STATED GOAL
Reproduce the records below in full and without edits, omitting images.

DATA SHOWN
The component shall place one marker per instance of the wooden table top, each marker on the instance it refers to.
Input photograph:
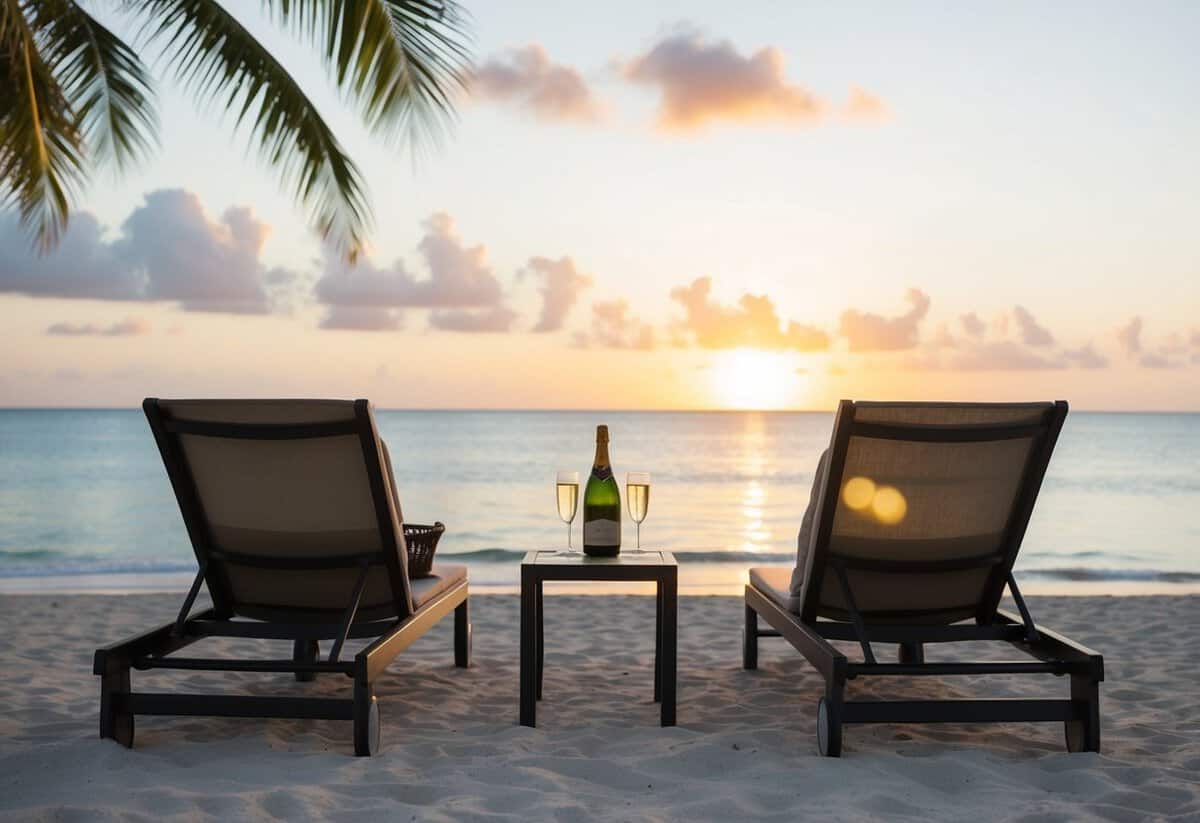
(629, 558)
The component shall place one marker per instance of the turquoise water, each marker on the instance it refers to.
(84, 500)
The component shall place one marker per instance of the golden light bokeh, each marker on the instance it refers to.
(858, 493)
(886, 504)
(889, 505)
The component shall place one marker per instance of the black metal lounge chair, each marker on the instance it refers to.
(916, 518)
(292, 511)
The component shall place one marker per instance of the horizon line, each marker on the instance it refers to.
(568, 410)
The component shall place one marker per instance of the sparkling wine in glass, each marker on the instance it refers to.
(637, 492)
(568, 493)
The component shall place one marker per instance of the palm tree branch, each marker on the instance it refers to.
(214, 55)
(402, 60)
(42, 161)
(107, 83)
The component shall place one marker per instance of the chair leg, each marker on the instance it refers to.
(750, 638)
(115, 724)
(541, 641)
(1085, 734)
(366, 720)
(912, 653)
(829, 719)
(462, 635)
(305, 652)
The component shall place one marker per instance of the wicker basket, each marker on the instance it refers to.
(423, 541)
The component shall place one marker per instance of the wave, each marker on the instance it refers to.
(1081, 574)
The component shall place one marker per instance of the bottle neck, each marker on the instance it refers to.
(601, 458)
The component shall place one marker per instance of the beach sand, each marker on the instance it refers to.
(453, 749)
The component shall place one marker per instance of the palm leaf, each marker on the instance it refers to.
(402, 60)
(42, 161)
(221, 61)
(106, 82)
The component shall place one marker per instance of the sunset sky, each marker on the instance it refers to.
(673, 205)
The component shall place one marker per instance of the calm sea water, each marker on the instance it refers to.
(84, 500)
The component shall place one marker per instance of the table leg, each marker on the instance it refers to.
(670, 624)
(528, 648)
(541, 640)
(658, 642)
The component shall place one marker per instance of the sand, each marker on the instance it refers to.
(453, 749)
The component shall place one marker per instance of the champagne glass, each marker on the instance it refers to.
(637, 492)
(568, 493)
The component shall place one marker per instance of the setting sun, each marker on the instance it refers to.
(755, 379)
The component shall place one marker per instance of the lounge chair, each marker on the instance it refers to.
(292, 511)
(916, 518)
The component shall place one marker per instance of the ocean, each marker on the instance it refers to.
(85, 503)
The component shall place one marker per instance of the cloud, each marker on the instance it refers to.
(1086, 358)
(459, 275)
(561, 287)
(361, 318)
(702, 82)
(168, 251)
(613, 326)
(1129, 336)
(127, 328)
(865, 107)
(753, 322)
(1031, 332)
(874, 332)
(459, 278)
(1156, 360)
(972, 325)
(491, 320)
(528, 77)
(1002, 355)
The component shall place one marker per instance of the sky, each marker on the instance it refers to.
(671, 206)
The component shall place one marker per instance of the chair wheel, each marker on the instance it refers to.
(366, 731)
(828, 733)
(305, 652)
(123, 730)
(1077, 736)
(911, 653)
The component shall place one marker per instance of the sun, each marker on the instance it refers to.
(754, 379)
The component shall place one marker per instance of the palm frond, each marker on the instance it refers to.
(214, 55)
(108, 85)
(405, 61)
(42, 160)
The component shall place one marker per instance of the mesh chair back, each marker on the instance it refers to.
(924, 508)
(286, 502)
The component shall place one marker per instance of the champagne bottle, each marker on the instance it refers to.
(601, 504)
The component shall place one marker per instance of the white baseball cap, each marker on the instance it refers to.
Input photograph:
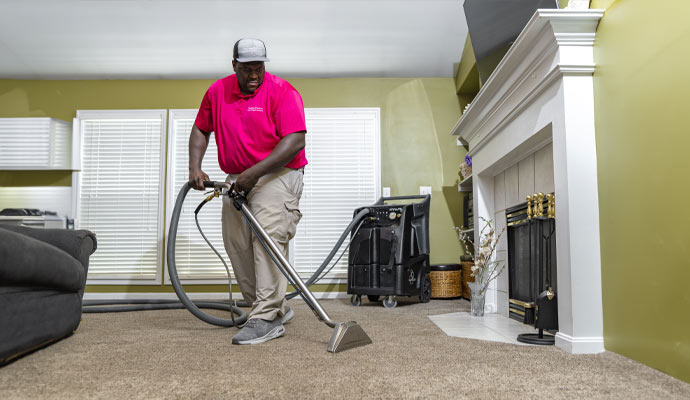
(248, 50)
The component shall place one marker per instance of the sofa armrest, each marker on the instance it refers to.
(25, 261)
(80, 244)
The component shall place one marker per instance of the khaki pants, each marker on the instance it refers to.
(274, 201)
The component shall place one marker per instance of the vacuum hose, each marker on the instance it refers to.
(195, 307)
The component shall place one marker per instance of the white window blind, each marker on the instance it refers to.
(120, 191)
(343, 150)
(193, 258)
(35, 143)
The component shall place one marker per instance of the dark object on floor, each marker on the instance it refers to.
(42, 278)
(446, 281)
(389, 255)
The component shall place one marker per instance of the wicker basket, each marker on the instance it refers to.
(446, 281)
(466, 277)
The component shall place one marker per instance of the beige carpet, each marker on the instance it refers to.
(171, 354)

TASK RESULT
The component shall place one marker per instance of the wooden table top, each marker on the instance it refers to.
Input photograph:
(629, 558)
The component shall place one marker per instance of the turquoise water, each marker on the instance it refers to.
(84, 500)
The component shall place one marker per instance of the golden light bokeh, each marker on the instance it refers to.
(858, 493)
(886, 504)
(889, 505)
The component shall place one marker per instance of the black metal lounge chair, each marker on the instance it refers to.
(916, 518)
(292, 511)
The component shall place one marker per instance of the horizon line, each marker on the instance it refers to.
(568, 410)
The component shall place one marker per instance of the sparkling wine in glass, each marker on the instance it refers to.
(637, 492)
(568, 493)
The component shall place one marker per instance of the palm tree branch, each marker on the instance it refers to.
(214, 55)
(402, 60)
(42, 161)
(107, 83)
The component shall place one marker per instance of the chair leg, each marker on the instance it refers to.
(750, 638)
(115, 724)
(541, 641)
(1085, 734)
(366, 720)
(912, 653)
(829, 719)
(462, 635)
(305, 652)
The component shall place one marker per instance of the wicker basket, each marker on the instance it refers to.
(423, 541)
The component shall place one marker per instance of the wave, each marker on the instance it refers to.
(1081, 574)
The component shall place one marker per instance of the bottle neck, each marker on the instance it refers to.
(601, 458)
The component shall place one marker per instance of the beach sand, each marker on the instance it refers to.
(453, 749)
The component shall place one marker per instance of the palm leaf, each marker on the instance it refers to.
(402, 60)
(42, 161)
(221, 61)
(106, 82)
The component shall place one marker per instance of the sunset sky, each marker on the instance it refers to.
(673, 205)
The component shall place one marker per instance of the calm sea water, each marker on the instance it refers to.
(84, 500)
The component shall place one marker per instance of the table leg, each marker on the instance it refers to.
(670, 624)
(528, 648)
(541, 640)
(658, 642)
The component shall place one marker per instance of the sand, each marker on the instance it refers to.
(453, 749)
The component shall place one marker per instance of the champagne glass, each marker on the instance it refers to.
(637, 492)
(568, 493)
The component shall place one marker per instance of the setting sun, each marker on the instance it refers to.
(755, 379)
The component shall place one marker per instance of the lounge chair, each marker on the instance it refers to.
(292, 511)
(916, 518)
The component shall place one marker per instance of the ocean, each marker on the instance it refers to.
(85, 503)
The component shall place one marker per instance of the cloud, each marker on the instance it refers to.
(1086, 358)
(459, 275)
(561, 287)
(361, 318)
(702, 82)
(168, 251)
(613, 326)
(1129, 336)
(127, 328)
(865, 107)
(753, 322)
(1031, 332)
(874, 332)
(459, 278)
(1156, 360)
(972, 325)
(491, 320)
(528, 77)
(1002, 355)
The component shall place one marker per instance of the sky, each marker on the instance it refers to.
(671, 206)
The component shall place one marker per instance of the chair wheel, each marker on the instance it refers to.
(366, 731)
(828, 733)
(305, 652)
(123, 730)
(1077, 736)
(911, 653)
The component shall place one marker per instance of the sun, each marker on the instance it refers to.
(754, 379)
The component shall place one marker per instance of the palm frond, each marker on the instance it refers to.
(214, 55)
(108, 85)
(405, 61)
(42, 160)
The component shall place one marker per instance of the mesh chair back, each marker on the instance it refers to.
(924, 508)
(286, 502)
The component shall place one marker per instance of the champagne bottle, each marker on the instance it refers to.
(601, 504)
The component shall place one marker per instance of the white baseball cap, each marker on the instance it refers to.
Input photograph:
(248, 50)
The component shall place one marker per instance of the sofa armrest, each marker on the instance it refers to.
(25, 261)
(80, 244)
The component shall place one marker per instance of the khaki pants, each marker on the instance it refers to.
(274, 201)
The component shall place one marker per instance of the vacuum hose, each marker on the instance it refers to.
(195, 307)
The component shall place one marker per instance of the white window blind, each marker on the instance it refers to.
(120, 191)
(343, 150)
(193, 258)
(35, 143)
The component shall place one marker per instance of the dark object on floor, each marker on the instance it refers to.
(42, 278)
(446, 281)
(389, 255)
The component shall place one marker per instance of the wicker basket, each marker on the instance it refers to.
(446, 281)
(466, 277)
The component shall place one marker per instance of the beige carpet, each marker on the instance it refers to.
(171, 354)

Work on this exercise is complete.